(Dataset entries)

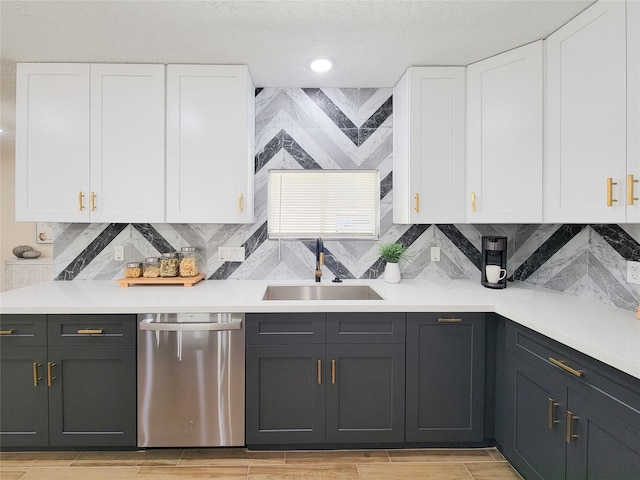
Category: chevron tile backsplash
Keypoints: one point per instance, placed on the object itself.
(352, 128)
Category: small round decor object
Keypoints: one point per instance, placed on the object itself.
(151, 267)
(188, 262)
(20, 249)
(169, 264)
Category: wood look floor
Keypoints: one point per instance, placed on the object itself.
(240, 464)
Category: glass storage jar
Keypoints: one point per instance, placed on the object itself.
(151, 267)
(169, 264)
(188, 262)
(133, 270)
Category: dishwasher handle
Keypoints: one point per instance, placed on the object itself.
(193, 326)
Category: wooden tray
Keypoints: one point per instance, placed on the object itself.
(185, 281)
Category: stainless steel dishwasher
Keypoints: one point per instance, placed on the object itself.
(190, 380)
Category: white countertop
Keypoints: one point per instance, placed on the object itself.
(609, 334)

## TASK INSTRUCTIONS
From the records above, quote only the lines running from the line with "Category: small round decor object" to the line with "Category: wooden tray", both lines included.

## YOUR RESPONSE
Category: small round decor object
Keypoints: one point per instance, placed on the object itself.
(151, 267)
(188, 262)
(20, 249)
(169, 264)
Category: wood look floor
Keypoints: one point per instance, placed on the object itself.
(240, 464)
Category: glass storage jar
Keypoints: one point per instance, placed on the object itself.
(151, 267)
(169, 264)
(188, 262)
(133, 270)
Category: dishwasher handle
Keypoints: one point per instance, placed on the object itself.
(193, 326)
Category: wooden tray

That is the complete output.